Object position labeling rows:
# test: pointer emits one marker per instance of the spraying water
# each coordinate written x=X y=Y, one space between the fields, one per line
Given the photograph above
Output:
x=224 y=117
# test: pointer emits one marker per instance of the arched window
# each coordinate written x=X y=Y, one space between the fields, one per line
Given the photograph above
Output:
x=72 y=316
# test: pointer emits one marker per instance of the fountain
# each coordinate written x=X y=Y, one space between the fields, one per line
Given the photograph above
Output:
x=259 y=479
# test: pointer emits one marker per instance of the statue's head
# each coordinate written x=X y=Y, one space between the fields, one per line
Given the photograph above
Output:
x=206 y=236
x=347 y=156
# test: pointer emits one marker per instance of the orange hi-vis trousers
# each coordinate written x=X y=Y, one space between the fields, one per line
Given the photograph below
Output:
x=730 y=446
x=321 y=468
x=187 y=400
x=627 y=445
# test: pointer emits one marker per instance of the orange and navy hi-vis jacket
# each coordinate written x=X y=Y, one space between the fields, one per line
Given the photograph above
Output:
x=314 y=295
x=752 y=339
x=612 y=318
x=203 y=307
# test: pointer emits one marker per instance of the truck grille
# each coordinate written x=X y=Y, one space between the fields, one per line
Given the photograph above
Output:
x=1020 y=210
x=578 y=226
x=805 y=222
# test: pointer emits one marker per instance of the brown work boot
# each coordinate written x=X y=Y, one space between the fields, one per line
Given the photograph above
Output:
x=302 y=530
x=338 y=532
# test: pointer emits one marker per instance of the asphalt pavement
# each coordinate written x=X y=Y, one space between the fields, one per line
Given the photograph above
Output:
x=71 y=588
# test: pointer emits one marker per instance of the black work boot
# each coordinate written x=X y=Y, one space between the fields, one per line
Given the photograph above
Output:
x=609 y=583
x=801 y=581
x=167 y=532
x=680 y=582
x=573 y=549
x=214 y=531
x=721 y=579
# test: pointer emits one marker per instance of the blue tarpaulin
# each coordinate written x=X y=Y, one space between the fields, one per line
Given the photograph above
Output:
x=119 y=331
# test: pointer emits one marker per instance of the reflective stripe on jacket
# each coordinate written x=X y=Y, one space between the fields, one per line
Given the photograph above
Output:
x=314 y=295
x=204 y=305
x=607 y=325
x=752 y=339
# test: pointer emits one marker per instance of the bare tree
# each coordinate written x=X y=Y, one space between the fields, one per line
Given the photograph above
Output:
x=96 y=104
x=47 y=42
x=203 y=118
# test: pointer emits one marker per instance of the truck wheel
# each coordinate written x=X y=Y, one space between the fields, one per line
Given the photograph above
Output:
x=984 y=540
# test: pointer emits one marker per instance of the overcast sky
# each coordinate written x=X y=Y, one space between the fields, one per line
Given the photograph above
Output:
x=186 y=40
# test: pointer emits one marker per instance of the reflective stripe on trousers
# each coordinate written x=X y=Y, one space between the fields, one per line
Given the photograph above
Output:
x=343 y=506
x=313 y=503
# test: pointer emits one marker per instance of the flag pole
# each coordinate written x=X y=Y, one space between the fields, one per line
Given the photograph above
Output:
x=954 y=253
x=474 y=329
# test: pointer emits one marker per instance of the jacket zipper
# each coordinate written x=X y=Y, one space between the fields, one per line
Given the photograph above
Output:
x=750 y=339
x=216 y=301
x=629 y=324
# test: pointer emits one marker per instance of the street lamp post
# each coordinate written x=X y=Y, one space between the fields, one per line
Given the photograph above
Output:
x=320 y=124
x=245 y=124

*Short task:* Swap "photograph" for "image" throughout every row and reproduce the lines with nothing else changed.

*Solution for this exercise:*
# test: pointer emits one marker per instance of the spraying water
# each coordinate written x=X y=Y, one space between the fields, one per line
Given the image above
Output:
x=224 y=117
# test: pointer emits one marker per instance of the arched window
# each coordinate written x=X y=Y, one space between the fields, one per line
Given the image above
Output:
x=72 y=316
# test: pointer emits one marker per instance of the fountain
# each coordinate written x=X y=Y, one space between the fields, one per line
Given the image above
Output:
x=259 y=479
# test: pointer emits one marker per instance of the statue's head
# each coordinate written x=X y=Y, one space between the fields, one per line
Given the image above
Output:
x=206 y=236
x=347 y=156
# test: pointer emits one marker per instance of the orange hi-vis trousers
# each coordinate written x=X y=Y, one space between the fields, one per line
Given the image below
Output:
x=730 y=446
x=321 y=468
x=187 y=400
x=627 y=445
# test: pointer emits one marker per instance of the orange and navy hi-vis jacket
# each coordinate written x=X y=Y, one space between the fields, one per line
Given the image above
Output:
x=314 y=295
x=752 y=339
x=612 y=318
x=203 y=307
# test: pointer emits one marker per instance of the truck grille
# each coordinate written x=X y=Y, one space between the fields, one per line
Given the image above
Output:
x=1020 y=210
x=578 y=226
x=805 y=222
# test: pointer emits one marker per instance of the brown work boot
# each coordinate written x=X y=Y, one space between the fields, one per line
Given the image above
Output:
x=302 y=530
x=338 y=532
# test: pointer emits one marker per instance of the asphalt pavement
# each coordinate written x=X y=Y, one space between the fields, one per line
Given the image above
Output:
x=71 y=588
# test: pointer emits one marker per instance of the black work boot
# each coordinate written x=X y=Y, one space between the fields, one per line
Given the image above
Output:
x=609 y=583
x=801 y=581
x=167 y=532
x=680 y=582
x=573 y=549
x=214 y=531
x=721 y=579
# test: pointer emits one marker per instance of the blue tarpaulin
# each coordinate written x=X y=Y, one space between the fields, one per line
Given the image above
Output:
x=119 y=331
# test: pointer emits one marker per instance of the reflective stripe on jacket
# each coordinate written x=X y=Y, one space between the fields, one per line
Given the image above
Output:
x=314 y=295
x=204 y=305
x=607 y=325
x=752 y=339
# test: pointer emits one marker per instance of the bare tree
# each coordinate written x=X y=Y, one space between the fields, one per line
Given the image above
Output:
x=96 y=104
x=47 y=42
x=203 y=118
# test: pointer emits one marker per instance of the truck wheel
# each coordinate written x=X y=Y, one space between the fields, one per line
Given the image above
Output:
x=984 y=540
# test: pointer emits one marker per instance of the overcast sky
# each coordinate written x=X y=Y, one space between the fields, one per line
Given the image above
Output:
x=186 y=40
# test: pointer emits one marker per instance of the reflective stripe on trousers
# each coordinate written x=X y=Y, one space between the fields, one per line
Given the image above
Output:
x=343 y=506
x=313 y=503
# test: pointer emits one marker per instance of the flag pole
# each coordinate written x=X y=Y, one space between the fields, one per line
Given the image above
Output:
x=954 y=253
x=474 y=329
# test: pointer emits one marker per instance of the jacket zipper
# each coordinate written x=X y=Y, one space between the fields, one per line
Given the image above
Output:
x=750 y=339
x=216 y=301
x=629 y=324
# test: pointer emits one marker per instance of the street lamp post
# each coordinate written x=X y=Y, one space between the fields, one per line
Given the image above
Output:
x=320 y=124
x=245 y=124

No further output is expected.